## EXTRACT
The Tools of the Trade

If you search the web or read the pinball newsgroup (, you'll read about several methods of removing Mylar.  The most common mentioned method is to use a hair dryer to heat up the glue under the Mylar and then pull off the Mylar.  I haven't tried this one myself, I would think you would need two people to do it the right way.  I have also heard that using the heat method you need to do it all at one shot, and it the Mylar "lays" back down on itself, you're in trouble.  

The method I'm describing utilizes a solvent to dissolve the glued bonding the Mylar to the playfield.  The advantages I find in using the solvent method are that you can do it by yourself and you can do it over a period of time.  Need to quit and have dinner?  No problem, you've dissolved the adhesive already so it can't stick back down again.  

Naptha and lighter fluid are two of the solvents mentioned a lot, however the thought of pouring lighter fluid over my playfield disturbs me.  Update 1/9/02 - Don't mistake "Goof-off" for "Goo-Gone"!  I've talked to a fellow who used "Goof-off" on his High Speed playfield and took off most of the paint!  "Goof-off" is a paint remover that is mentioned in some of the on-line pinball how-to guides, but only for the cabinet to remove old Latex paint!!  I used "Goof-off" once on an apron to remove a stubborn operator's decal, and it took the paint along with the decal.

## OBJECTIVE 1
In the text on removing Mylar, what happened to the fellow who used "Goof-off" on his High Speed playfield?
The Mylar-removal text and the records have nothing to do with each other.

## THE RECORDS
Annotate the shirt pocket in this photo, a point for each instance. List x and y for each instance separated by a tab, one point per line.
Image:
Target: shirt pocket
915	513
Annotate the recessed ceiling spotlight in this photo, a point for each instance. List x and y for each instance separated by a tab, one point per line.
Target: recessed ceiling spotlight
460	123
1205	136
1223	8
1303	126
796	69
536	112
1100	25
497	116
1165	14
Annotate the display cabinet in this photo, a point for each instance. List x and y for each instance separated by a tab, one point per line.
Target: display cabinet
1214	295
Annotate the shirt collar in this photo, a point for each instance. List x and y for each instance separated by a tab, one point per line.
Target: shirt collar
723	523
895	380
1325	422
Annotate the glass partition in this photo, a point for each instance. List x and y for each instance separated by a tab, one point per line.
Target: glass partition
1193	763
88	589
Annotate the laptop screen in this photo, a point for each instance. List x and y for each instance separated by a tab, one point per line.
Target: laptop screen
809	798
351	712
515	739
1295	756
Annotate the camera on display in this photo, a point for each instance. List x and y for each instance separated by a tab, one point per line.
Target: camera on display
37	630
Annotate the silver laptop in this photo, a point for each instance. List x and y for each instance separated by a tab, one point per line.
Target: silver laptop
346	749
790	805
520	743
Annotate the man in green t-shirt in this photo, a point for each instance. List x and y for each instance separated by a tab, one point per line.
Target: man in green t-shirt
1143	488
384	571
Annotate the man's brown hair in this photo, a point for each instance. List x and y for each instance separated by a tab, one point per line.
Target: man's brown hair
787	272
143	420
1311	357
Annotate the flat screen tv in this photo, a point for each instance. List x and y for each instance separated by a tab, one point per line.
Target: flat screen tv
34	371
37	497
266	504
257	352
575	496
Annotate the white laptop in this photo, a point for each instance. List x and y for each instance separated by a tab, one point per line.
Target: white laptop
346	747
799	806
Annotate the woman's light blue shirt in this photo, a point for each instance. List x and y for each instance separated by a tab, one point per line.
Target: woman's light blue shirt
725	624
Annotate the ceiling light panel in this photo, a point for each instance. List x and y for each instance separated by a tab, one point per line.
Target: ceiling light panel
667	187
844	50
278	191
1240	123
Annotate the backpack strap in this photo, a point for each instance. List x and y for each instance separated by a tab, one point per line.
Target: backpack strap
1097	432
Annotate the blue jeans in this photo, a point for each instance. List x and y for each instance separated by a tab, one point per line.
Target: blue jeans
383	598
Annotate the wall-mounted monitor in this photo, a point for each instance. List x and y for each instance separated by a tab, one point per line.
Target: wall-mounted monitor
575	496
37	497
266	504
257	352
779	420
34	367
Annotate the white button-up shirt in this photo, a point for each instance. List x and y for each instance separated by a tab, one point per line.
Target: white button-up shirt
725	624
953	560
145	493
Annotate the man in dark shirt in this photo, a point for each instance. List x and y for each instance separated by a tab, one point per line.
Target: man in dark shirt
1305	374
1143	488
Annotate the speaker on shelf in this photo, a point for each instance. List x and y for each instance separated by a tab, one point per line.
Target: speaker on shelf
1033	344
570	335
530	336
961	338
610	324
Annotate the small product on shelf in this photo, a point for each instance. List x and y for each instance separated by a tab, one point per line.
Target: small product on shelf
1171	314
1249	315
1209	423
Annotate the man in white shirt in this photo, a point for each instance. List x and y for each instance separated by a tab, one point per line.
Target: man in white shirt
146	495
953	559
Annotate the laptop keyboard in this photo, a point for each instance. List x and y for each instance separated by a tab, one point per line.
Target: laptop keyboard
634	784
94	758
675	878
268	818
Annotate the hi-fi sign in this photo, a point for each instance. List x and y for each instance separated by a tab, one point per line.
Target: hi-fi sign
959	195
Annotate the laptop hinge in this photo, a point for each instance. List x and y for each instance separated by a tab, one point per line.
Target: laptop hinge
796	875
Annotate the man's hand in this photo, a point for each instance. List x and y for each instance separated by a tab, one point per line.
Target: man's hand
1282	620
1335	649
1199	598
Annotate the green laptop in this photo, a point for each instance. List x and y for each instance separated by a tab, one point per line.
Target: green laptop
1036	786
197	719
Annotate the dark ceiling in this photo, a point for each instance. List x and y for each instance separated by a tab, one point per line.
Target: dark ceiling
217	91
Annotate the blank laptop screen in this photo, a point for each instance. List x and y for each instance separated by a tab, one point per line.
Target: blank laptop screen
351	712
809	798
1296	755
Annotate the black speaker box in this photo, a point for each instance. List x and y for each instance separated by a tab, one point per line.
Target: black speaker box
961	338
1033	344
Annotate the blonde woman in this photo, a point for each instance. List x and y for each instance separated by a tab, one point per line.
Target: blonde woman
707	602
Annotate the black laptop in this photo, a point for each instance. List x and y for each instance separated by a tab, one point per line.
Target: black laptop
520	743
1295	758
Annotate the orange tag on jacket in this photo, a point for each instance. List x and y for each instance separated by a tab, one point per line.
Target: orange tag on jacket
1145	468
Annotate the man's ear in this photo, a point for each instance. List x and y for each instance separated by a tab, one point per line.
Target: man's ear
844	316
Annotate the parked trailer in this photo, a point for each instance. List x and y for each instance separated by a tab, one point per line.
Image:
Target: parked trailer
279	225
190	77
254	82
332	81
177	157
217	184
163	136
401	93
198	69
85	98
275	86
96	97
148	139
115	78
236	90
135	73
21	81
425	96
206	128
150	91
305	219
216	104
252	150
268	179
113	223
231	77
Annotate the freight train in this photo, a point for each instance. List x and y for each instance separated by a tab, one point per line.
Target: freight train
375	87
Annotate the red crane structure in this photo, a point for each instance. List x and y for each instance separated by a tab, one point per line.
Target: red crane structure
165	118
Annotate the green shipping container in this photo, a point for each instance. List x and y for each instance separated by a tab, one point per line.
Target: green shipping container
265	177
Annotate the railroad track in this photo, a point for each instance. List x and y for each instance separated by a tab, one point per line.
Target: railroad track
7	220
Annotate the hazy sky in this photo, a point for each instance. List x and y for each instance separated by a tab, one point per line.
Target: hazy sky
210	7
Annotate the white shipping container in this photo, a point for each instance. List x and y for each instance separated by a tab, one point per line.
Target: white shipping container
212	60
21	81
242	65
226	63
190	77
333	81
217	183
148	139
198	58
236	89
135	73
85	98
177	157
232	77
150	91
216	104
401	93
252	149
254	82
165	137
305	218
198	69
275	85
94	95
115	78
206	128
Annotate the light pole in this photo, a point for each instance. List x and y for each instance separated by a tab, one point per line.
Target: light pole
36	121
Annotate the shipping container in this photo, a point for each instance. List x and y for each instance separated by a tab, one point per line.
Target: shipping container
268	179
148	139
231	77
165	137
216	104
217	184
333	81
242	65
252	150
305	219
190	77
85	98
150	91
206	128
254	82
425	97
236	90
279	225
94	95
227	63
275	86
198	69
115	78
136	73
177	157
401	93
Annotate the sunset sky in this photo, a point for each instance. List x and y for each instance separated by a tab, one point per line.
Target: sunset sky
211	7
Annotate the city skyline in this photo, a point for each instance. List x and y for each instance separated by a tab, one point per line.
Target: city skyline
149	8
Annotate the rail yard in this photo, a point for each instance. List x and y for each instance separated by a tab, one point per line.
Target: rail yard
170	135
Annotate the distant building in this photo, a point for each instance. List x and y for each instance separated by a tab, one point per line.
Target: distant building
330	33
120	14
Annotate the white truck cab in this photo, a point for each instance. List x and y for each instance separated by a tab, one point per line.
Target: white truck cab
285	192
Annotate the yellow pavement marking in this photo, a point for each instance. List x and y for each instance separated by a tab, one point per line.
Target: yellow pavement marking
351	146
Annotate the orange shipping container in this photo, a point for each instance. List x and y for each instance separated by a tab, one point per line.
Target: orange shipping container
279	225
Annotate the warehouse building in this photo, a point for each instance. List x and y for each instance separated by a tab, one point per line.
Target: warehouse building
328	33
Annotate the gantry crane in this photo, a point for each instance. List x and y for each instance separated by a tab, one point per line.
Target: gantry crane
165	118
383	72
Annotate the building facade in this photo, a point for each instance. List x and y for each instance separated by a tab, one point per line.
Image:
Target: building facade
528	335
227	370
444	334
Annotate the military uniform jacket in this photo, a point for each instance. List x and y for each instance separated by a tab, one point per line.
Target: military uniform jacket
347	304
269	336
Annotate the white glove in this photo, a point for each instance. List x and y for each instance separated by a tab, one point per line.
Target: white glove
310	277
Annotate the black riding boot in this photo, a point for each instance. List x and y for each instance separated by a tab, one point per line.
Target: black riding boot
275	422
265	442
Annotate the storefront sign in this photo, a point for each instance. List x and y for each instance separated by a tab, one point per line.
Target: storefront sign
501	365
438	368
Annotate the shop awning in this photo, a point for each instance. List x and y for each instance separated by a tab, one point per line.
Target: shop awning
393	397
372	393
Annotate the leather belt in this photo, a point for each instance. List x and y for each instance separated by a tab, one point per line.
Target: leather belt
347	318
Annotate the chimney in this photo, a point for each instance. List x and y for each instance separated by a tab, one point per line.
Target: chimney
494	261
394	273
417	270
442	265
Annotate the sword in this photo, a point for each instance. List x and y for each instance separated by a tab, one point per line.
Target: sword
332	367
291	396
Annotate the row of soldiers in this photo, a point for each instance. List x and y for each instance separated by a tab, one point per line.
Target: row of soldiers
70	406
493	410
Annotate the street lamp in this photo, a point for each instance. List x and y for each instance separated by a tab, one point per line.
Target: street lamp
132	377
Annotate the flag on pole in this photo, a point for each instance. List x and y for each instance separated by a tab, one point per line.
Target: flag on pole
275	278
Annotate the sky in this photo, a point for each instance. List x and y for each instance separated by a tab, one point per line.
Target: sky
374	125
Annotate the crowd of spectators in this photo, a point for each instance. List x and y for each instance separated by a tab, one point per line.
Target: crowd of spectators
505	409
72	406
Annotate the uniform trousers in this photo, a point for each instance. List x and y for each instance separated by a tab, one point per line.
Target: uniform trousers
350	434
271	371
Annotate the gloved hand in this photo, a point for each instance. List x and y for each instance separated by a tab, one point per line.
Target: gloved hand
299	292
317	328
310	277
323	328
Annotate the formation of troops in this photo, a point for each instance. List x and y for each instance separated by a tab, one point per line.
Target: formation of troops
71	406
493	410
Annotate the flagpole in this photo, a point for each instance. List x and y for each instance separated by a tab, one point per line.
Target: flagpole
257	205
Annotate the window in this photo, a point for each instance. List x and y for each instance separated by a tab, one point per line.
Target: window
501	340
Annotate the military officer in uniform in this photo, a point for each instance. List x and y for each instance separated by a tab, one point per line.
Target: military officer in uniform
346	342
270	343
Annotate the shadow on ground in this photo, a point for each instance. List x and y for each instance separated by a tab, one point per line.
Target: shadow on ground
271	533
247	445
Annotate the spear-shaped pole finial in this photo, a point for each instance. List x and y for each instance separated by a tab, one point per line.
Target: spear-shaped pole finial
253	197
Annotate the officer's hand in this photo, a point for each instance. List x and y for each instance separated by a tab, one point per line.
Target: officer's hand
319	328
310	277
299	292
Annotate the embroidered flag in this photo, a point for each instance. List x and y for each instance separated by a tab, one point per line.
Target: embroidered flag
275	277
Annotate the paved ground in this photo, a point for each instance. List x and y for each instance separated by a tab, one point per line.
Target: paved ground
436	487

## OBJECTIVE 2
Identify every line in the records that contains the string "formation". Case counts.

## RESULT 1
It took off most of the paint.

## RESULT 2
Annotate the formation of troops in this photo, a point for each instance. List x and y for each instance separated by a tab, one point per line.
Target: formation of troops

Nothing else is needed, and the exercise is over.